START
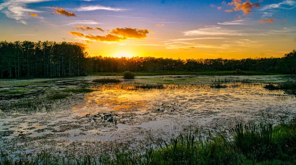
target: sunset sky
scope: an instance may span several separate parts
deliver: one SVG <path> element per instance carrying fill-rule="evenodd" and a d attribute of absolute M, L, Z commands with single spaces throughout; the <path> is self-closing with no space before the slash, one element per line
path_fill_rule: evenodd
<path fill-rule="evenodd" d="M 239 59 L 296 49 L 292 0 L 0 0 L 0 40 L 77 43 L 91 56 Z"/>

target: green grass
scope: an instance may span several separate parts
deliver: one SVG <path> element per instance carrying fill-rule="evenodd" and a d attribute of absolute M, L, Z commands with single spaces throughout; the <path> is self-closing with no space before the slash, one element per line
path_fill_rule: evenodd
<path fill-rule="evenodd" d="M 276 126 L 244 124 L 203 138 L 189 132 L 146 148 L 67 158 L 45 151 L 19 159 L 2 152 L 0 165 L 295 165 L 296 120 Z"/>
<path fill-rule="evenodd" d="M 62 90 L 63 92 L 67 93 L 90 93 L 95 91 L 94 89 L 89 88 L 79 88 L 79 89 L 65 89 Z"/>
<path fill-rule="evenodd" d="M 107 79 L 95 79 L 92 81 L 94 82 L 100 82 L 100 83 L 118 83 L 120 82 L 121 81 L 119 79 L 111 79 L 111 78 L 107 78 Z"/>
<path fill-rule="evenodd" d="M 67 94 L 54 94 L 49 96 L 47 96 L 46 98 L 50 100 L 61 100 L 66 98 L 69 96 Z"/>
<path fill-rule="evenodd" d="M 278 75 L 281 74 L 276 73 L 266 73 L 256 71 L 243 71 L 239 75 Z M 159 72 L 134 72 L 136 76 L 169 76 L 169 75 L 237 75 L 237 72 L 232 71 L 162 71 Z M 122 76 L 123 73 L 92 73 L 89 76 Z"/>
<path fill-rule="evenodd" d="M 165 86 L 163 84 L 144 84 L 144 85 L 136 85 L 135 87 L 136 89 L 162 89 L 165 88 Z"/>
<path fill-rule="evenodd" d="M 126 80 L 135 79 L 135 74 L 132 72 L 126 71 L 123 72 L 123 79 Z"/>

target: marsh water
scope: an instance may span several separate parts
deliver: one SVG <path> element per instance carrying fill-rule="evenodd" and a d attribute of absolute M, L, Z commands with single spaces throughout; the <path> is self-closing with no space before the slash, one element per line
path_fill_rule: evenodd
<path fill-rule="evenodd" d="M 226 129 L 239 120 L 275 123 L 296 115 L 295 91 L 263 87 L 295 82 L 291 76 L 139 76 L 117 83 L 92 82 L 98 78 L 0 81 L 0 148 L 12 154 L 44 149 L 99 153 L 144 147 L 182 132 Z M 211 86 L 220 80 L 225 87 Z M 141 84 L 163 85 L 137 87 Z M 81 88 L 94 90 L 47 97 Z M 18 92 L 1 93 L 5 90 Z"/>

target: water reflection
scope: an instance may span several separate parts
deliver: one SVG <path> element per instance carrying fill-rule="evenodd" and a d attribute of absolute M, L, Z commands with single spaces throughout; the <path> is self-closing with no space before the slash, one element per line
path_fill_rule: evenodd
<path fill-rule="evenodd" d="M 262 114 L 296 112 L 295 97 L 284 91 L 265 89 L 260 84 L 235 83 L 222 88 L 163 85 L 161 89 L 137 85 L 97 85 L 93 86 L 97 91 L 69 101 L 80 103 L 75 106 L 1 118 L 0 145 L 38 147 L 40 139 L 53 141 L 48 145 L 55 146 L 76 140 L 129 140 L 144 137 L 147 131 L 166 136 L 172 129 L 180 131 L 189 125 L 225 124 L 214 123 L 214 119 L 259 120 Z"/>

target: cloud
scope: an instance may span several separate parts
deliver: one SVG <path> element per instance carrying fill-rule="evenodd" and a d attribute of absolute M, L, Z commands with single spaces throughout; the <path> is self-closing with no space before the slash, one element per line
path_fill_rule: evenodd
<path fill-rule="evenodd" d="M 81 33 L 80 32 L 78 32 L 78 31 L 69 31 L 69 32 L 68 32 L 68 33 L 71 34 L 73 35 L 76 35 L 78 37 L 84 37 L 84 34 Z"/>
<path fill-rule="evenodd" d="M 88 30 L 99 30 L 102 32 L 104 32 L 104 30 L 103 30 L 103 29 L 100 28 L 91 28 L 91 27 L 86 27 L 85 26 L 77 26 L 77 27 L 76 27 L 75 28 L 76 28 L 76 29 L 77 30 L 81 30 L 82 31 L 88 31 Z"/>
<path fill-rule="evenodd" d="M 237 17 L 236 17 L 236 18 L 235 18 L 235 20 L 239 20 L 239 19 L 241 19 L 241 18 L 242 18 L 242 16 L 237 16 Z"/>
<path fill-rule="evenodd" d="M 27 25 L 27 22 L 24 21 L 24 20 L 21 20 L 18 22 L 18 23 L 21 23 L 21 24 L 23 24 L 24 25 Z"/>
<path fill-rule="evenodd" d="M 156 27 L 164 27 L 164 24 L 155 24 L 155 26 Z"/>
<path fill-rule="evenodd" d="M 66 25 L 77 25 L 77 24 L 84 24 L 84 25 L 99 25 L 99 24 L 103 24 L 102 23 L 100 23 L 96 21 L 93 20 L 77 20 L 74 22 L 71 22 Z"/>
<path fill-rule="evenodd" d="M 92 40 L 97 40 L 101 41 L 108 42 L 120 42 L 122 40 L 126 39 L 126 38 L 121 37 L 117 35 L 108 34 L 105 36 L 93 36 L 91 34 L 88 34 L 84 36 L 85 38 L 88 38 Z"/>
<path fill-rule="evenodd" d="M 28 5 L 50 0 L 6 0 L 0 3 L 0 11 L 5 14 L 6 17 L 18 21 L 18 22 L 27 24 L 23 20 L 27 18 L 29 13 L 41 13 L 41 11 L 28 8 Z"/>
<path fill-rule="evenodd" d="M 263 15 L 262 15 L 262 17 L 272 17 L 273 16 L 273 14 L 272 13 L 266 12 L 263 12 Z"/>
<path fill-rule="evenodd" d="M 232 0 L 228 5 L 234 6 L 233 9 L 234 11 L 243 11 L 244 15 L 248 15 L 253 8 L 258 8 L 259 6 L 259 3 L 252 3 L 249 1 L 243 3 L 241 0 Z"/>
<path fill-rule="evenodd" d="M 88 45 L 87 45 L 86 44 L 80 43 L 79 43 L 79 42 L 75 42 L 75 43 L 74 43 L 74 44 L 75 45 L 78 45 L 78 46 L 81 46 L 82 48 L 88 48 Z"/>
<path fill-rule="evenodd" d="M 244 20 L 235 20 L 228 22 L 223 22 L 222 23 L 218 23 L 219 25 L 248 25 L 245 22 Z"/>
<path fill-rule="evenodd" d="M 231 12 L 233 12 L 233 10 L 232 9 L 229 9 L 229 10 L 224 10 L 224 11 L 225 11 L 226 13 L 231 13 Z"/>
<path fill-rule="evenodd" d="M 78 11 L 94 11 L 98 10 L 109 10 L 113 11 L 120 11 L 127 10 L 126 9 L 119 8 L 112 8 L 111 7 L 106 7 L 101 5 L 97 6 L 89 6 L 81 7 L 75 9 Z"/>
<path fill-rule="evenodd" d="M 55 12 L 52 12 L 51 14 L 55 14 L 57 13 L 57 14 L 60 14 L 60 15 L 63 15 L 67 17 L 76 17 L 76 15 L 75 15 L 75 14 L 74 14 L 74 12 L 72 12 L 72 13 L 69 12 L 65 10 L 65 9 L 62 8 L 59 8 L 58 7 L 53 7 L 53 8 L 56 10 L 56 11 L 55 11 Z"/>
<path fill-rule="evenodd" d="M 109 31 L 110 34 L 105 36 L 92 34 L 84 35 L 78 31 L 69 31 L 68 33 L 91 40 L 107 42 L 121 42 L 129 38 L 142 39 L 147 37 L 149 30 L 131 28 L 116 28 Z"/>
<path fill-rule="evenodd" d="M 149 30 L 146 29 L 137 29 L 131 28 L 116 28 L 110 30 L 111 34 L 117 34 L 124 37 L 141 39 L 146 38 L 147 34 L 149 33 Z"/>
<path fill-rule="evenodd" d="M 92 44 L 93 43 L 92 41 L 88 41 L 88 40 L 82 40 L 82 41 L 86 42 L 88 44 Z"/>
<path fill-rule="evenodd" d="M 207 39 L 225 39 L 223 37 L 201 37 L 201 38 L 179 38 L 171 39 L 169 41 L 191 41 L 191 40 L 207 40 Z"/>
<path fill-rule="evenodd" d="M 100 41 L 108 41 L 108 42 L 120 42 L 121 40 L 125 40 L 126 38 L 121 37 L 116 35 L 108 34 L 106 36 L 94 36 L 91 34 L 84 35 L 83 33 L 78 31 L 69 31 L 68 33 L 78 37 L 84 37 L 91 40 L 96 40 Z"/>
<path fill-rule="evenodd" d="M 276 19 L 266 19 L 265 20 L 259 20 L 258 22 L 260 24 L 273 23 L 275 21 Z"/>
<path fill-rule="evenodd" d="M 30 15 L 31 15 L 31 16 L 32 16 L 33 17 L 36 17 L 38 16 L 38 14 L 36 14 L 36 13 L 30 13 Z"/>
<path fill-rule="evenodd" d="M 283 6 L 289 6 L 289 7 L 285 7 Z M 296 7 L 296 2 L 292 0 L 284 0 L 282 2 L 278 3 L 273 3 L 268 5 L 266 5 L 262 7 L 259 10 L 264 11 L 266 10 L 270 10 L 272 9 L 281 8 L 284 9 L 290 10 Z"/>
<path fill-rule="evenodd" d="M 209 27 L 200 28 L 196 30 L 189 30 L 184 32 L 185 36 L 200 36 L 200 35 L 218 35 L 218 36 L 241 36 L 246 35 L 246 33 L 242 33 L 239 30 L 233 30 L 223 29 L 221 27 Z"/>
END
START
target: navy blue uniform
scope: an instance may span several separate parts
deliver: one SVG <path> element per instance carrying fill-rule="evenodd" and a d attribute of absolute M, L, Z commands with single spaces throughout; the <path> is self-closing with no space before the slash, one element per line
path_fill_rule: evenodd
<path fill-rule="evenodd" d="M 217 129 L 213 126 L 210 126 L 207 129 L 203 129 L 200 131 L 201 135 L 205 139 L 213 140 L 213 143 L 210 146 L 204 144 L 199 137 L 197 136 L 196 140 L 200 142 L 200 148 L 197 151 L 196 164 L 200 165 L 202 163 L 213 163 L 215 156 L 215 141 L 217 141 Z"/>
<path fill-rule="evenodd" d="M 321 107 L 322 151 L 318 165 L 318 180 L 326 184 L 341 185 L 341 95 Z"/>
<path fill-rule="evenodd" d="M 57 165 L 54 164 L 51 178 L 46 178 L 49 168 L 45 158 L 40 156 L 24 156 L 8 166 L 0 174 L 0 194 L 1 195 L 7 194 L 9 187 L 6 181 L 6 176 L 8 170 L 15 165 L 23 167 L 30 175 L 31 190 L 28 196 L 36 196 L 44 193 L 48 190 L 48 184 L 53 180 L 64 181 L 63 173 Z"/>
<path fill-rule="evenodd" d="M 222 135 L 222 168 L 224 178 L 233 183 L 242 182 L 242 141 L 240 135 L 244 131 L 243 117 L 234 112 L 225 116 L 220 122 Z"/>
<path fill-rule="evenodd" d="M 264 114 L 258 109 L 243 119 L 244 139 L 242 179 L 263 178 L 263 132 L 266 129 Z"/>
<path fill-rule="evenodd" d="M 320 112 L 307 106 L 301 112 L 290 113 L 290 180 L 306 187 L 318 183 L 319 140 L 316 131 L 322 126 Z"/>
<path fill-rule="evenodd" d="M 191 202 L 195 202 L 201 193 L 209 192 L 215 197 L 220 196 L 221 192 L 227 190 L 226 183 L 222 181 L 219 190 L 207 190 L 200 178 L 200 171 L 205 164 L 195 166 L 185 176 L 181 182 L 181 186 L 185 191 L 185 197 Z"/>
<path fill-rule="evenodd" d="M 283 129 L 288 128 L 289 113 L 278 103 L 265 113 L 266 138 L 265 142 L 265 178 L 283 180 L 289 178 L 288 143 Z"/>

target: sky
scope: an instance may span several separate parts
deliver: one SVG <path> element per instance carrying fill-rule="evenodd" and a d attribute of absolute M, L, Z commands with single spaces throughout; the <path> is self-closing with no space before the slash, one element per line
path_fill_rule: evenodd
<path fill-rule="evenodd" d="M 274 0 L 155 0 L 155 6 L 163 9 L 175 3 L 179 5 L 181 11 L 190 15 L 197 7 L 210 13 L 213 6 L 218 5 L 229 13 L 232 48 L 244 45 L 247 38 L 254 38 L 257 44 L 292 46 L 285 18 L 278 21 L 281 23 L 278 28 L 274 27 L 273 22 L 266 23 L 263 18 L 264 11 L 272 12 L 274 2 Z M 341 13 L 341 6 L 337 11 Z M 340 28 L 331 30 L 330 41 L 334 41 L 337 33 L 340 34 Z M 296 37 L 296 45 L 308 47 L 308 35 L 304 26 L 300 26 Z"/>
END
**WHAT TO WORK ON**
Rename "green grass" to "meadow grass" in the data, starting at the line that has "target: sunset sky" and stopping after the line that has "126 80 L 135". Write out only those lines, with nothing else altered.

**WRITTEN ANSWER**
target: sunset sky
scope: an instance may span several separate parts
deliver: one SVG <path> element per instance carrying fill-rule="evenodd" and a d attribute of absolute M, L, Z commands with single spaces throughout; the <path> is self-closing with no space before the slash, one element per line
path_fill_rule: evenodd
<path fill-rule="evenodd" d="M 239 59 L 296 49 L 292 0 L 0 0 L 0 40 L 77 43 L 91 56 Z"/>

target: meadow grass
scope: an instance may span several separate parts
deliver: one SVG <path> element per instance carrying fill-rule="evenodd" and a d attribute of absolute M, L, Z commands with single spaces throughout; the <path> is self-closing with no space before the slash, one element per line
path_fill_rule: evenodd
<path fill-rule="evenodd" d="M 276 126 L 244 124 L 203 138 L 189 132 L 146 148 L 67 158 L 45 151 L 19 159 L 2 152 L 0 165 L 295 165 L 296 120 Z"/>
<path fill-rule="evenodd" d="M 62 90 L 63 92 L 67 93 L 90 93 L 95 91 L 94 89 L 89 88 L 79 88 L 79 89 L 65 89 Z"/>
<path fill-rule="evenodd" d="M 107 79 L 95 79 L 92 81 L 94 82 L 100 82 L 100 83 L 118 83 L 120 82 L 121 81 L 119 79 L 111 79 L 111 78 L 107 78 Z"/>
<path fill-rule="evenodd" d="M 67 94 L 54 94 L 49 96 L 47 96 L 46 98 L 50 100 L 61 100 L 66 98 L 69 96 Z"/>
<path fill-rule="evenodd" d="M 278 75 L 281 74 L 276 73 L 266 73 L 256 71 L 243 71 L 239 75 Z M 159 72 L 134 72 L 136 76 L 169 76 L 169 75 L 237 75 L 237 72 L 232 71 L 162 71 Z M 122 76 L 123 73 L 92 73 L 89 76 Z"/>
<path fill-rule="evenodd" d="M 165 86 L 163 84 L 144 84 L 144 85 L 136 85 L 135 87 L 136 89 L 162 89 L 165 88 Z"/>
<path fill-rule="evenodd" d="M 126 80 L 135 79 L 135 74 L 132 72 L 126 71 L 123 72 L 123 79 Z"/>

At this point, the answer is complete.